● **Passage provided**:
--- START ---
Volume 9, Issue 2, January 2023, Pages 30-36


Usage of Electronic Education Services in Bulgaria

DOI: 10.18775/ijmsba.1849-5664-5419.2014.92.1003  
URL: https://doi.org/10.18775/ijmsba.1849-5664-5419.2014.92.1003 

Boyko Amarov 1, Nikolay Netov 1
.

1 St. Kliment Ohridski University, Sofia, Bulgaria

Abstract: In the past twenty years, the range of electronic services offered by educational institutions in Bulgaria has increased substantially, allowing schools, universities, and vocational training centers to offer flexible learning options. These capabilities proved essential during the COVID-19 pandemic when most educational institutions switched to online teaching. The share of electronic service users among the population between 16 and 74 years of age almost tripled between 2019 (2.3%) and 2020 (6.9%). This paper explores the variation in usage rates of four types of electronic education-related services: online courses and examinations provided by schools and universities, private educational services, and administrative services like issuing electronic diplomas and certificates. The propensity to use these services is modeled within a multilevel logistic regression model using a sample of internet users conducted in July-August 2021. The results reveal a gender difference in the usage of electronic services, with women being more likely to access school and university services than men. Respondents living in rural areas were less likely to use private e-services. However, there were no significant differences between urban and rural dwellers regarding the rest of the service types. Individuals using one service type were more likely to use all the others. The regional variation of usage patterns indicates a positive association between the use of university and privately supplied electronic services. 

Keywords: Digitalization, Education, Electronic services

1. Introduction

In late winter of 2020, the world began bracing for the shock of COVID-19. In the following two years, societies needed to adapt to a way of living under lockdowns, social distancing, and disrupted educational systems. During the lockdowns, schools, universities, and other private educational institutions moved to ensure the continuity of education by switching to online learning methods that are not tied to a specific place. The online delivery of government services, including education-related services, helped to reduce the need for dangerous face-to-face contact.

The abrupt shift to online learning and digital delivery of administrative services raised concerns that parts of the population may suffer disadvantages because they lack the equipment or the necessary skills to use these online services. Despite rapid expansion over the last ten years in Bulgaria, the country still had one of the lowest shares of households with internet access (84%) among European Union countries: (92% on average) in 2021 (Eurostat 2021). This access gap is less relevant for education-related e-services oriented toward younger people: 96% of households with children had internet access in 2021 (National Statistical Institute 2021). However, physical access to computer equipment and the internet is only part of the digital divide: effectively using these services requires a degree of digital literacy and skill, which are distributed unequally in society (Coleman 2021; van Deursen and van Dijk 2014; Helsper and Galácz 2009).
--- END ---
● **Entries supplied**:
--- START ---
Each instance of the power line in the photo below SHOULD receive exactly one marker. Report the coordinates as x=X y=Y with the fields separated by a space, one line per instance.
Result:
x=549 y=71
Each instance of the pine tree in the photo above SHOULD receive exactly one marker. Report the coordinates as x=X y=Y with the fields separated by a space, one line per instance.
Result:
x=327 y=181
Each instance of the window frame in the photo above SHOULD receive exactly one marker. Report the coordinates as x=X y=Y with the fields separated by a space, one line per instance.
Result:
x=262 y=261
--- END ---
--- START ---
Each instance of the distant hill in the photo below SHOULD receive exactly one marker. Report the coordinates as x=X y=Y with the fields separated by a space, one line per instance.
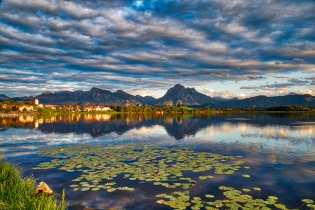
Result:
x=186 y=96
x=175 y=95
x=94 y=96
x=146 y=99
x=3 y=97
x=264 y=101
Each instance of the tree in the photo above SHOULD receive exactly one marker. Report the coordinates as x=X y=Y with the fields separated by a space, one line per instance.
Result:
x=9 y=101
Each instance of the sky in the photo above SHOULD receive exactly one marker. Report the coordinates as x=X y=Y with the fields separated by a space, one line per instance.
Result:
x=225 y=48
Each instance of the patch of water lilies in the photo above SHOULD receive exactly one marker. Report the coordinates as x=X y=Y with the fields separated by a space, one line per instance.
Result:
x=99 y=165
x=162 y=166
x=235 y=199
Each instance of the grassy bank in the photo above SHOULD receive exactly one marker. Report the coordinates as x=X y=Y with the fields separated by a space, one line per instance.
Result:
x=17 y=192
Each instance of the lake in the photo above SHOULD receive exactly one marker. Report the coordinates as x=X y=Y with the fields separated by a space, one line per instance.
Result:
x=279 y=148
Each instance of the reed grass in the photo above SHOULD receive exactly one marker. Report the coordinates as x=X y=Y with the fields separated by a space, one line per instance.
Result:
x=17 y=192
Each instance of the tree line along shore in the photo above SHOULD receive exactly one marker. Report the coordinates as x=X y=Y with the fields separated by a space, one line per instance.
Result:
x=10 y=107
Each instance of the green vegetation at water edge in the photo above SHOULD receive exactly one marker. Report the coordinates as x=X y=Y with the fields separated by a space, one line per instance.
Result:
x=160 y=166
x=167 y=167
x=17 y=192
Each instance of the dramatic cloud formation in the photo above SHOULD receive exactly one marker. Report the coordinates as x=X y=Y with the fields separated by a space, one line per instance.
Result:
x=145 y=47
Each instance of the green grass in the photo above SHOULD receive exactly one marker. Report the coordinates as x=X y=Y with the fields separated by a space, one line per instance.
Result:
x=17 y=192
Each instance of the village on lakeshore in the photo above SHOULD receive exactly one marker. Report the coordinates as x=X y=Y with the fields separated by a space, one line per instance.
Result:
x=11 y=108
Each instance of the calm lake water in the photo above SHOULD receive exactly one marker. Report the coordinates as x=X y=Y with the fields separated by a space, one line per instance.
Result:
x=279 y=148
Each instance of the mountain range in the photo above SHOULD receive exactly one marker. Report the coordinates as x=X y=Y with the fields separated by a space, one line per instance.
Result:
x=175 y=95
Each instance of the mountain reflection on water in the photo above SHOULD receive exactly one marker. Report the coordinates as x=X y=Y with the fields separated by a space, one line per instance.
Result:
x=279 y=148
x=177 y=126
--- END ---
● **Problems to solve**:
**a.** Pull out the part of the paper on electronic education services, starting with "1. Introduction" and going on through "dangerous face-to-face contact.".
**b.** List every source cited in the introduction of the paper on electronic education services, giving each with its year.
These entries have nothing to do with the paper on electronic education services in Bulgaria.

● **Results**:
**a.**
1. Introduction

In late winter of 2020, the world began bracing for the shock of COVID-19. In the following two years, societies needed to adapt to a way of living under lockdowns, social distancing, and disrupted educational systems. During the lockdowns, schools, universities, and other private educational institutions moved to ensure the continuity of education by switching to online learning methods that are not tied to a specific place. The online delivery of government services, including education-related services, helped to reduce the need for dangerous face-to-face contact.

**b.**
Eurostat 2021
National Statistical Institute 2021
Coleman 2021
van Deursen and van Dijk 2014
Helsper and Galácz 2009